- **WHAT YOU ARE ASKED TO DO**
Reproduce each of the following rows verbatim, line for line.

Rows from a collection
★ ★ ★ ★ ★
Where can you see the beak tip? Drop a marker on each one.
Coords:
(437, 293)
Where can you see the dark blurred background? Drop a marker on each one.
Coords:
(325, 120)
★ ★ ★ ★ ★
- **THE RESPONSE**
Where can you see the beak tip? Drop a marker on each one.
Coords:
(437, 293)
Where can you see the dark blurred background? Drop a marker on each one.
Coords:
(325, 120)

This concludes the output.